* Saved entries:
*** Block opens ***

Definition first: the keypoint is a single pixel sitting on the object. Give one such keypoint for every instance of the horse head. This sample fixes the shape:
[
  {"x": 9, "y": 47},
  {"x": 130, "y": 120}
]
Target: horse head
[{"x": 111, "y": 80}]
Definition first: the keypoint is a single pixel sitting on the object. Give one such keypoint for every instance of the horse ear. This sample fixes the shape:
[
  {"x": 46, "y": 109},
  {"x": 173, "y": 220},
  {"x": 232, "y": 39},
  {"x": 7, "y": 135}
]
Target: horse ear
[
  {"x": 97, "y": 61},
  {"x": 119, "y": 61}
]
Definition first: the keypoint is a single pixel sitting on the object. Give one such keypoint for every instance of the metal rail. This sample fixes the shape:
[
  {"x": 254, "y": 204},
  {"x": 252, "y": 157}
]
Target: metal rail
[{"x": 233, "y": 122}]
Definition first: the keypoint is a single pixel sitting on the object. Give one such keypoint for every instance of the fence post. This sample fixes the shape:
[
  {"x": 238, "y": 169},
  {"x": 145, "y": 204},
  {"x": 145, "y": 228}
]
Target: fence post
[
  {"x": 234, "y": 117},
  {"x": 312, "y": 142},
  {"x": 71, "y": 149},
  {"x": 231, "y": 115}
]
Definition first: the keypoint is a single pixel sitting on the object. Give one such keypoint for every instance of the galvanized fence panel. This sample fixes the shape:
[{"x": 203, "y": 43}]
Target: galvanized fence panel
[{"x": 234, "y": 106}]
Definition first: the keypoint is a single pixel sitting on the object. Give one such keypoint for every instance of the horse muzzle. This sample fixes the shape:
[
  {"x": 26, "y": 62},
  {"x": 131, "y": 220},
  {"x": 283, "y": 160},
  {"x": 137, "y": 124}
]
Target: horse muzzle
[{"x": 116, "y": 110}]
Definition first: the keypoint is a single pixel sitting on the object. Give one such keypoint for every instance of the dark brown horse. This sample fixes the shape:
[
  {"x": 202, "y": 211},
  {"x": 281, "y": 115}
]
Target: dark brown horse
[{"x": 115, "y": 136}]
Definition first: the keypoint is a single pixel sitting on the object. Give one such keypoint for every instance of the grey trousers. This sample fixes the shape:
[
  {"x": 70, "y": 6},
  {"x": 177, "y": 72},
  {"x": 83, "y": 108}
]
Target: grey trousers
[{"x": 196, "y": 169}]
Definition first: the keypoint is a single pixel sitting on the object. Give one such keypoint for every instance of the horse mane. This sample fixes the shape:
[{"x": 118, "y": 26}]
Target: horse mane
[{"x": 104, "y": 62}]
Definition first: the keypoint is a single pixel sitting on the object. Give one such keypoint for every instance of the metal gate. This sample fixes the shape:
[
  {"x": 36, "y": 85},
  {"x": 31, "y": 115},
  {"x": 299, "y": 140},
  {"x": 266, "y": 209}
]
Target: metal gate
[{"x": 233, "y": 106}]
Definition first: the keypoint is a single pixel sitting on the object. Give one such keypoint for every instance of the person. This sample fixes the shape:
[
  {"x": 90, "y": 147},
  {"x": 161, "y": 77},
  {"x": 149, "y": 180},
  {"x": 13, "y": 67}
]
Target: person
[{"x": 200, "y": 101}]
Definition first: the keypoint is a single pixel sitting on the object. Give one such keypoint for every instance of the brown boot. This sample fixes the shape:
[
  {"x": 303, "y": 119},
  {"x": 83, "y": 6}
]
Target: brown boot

*** Block closes ***

With nothing left out, copy every record exactly.

* Output for this exercise:
Definition first: the keypoint is a single pixel sitting on the object. Give one such keypoint for every instance of the horse head. This sample fixes the shape:
[
  {"x": 9, "y": 47},
  {"x": 130, "y": 120}
]
Target: horse head
[{"x": 111, "y": 80}]
Definition first: the keypoint is a single pixel sitting on the object. Give one such keypoint for every instance of the horse ear. This sample fixes the shape:
[
  {"x": 46, "y": 109},
  {"x": 173, "y": 220},
  {"x": 232, "y": 39},
  {"x": 7, "y": 135}
]
Target: horse ear
[
  {"x": 97, "y": 61},
  {"x": 119, "y": 61}
]
Definition first: the keypoint is a single pixel sitting on the object. Give one such keypoint for every instance of the metal rail. This sample fixes the shape:
[
  {"x": 254, "y": 204},
  {"x": 252, "y": 157}
]
Target: metal rail
[{"x": 233, "y": 122}]
Definition first: the keypoint is a single pixel sitting on the object. Give one such keypoint for every instance of the fence post. This sample fixes the shape:
[
  {"x": 238, "y": 169},
  {"x": 145, "y": 204},
  {"x": 145, "y": 228}
]
Target: fence post
[
  {"x": 234, "y": 117},
  {"x": 312, "y": 142},
  {"x": 71, "y": 149},
  {"x": 231, "y": 115}
]
Definition first: the keypoint is a single pixel sitting on the object. Give one such keypoint for every instance of the galvanized fence panel. This sample fixes the shape:
[{"x": 203, "y": 43}]
Target: galvanized fence panel
[{"x": 234, "y": 106}]
Definition first: the keypoint is a single pixel sitting on the object. Give one such keypoint for every instance of the horse muzzle. This sample fixes the shape:
[
  {"x": 26, "y": 62},
  {"x": 131, "y": 220},
  {"x": 283, "y": 160},
  {"x": 137, "y": 124}
]
Target: horse muzzle
[{"x": 116, "y": 110}]
Definition first: the keypoint is a single pixel sitting on the object. Give one such keypoint for every instance of the dark brown horse. This sample fixes the shape:
[
  {"x": 202, "y": 211},
  {"x": 281, "y": 115}
]
Target: dark brown horse
[{"x": 115, "y": 136}]
Definition first: the keypoint is a single pixel sitting on the object. Give one such keypoint for every instance of the grey trousers. This sample fixes the shape:
[
  {"x": 70, "y": 6},
  {"x": 177, "y": 72},
  {"x": 83, "y": 108}
]
Target: grey trousers
[{"x": 196, "y": 169}]
Definition first: the keypoint is a single pixel sitting on the object. Give one such keypoint for every instance of the horse mane. This sample fixes the shape:
[{"x": 118, "y": 26}]
Target: horse mane
[{"x": 104, "y": 62}]
Definition first: the keypoint is a single pixel sitting on the object. Give one such keypoint for every instance of the metal gate. This sample fixes the shape:
[
  {"x": 36, "y": 85},
  {"x": 31, "y": 115},
  {"x": 299, "y": 140},
  {"x": 266, "y": 209}
]
Target: metal gate
[{"x": 233, "y": 106}]
Definition first: the keypoint is a single pixel sitting on the object. Give one such keypoint for every instance of the person. This sample fixes the shape:
[
  {"x": 90, "y": 147},
  {"x": 161, "y": 77},
  {"x": 149, "y": 180},
  {"x": 13, "y": 67}
]
Target: person
[{"x": 200, "y": 101}]
Definition first: the keypoint is a single pixel sitting on the object. Give one such keypoint for every instance of the brown boot. This sample fixes the shape:
[
  {"x": 303, "y": 119},
  {"x": 83, "y": 6}
]
Target: brown boot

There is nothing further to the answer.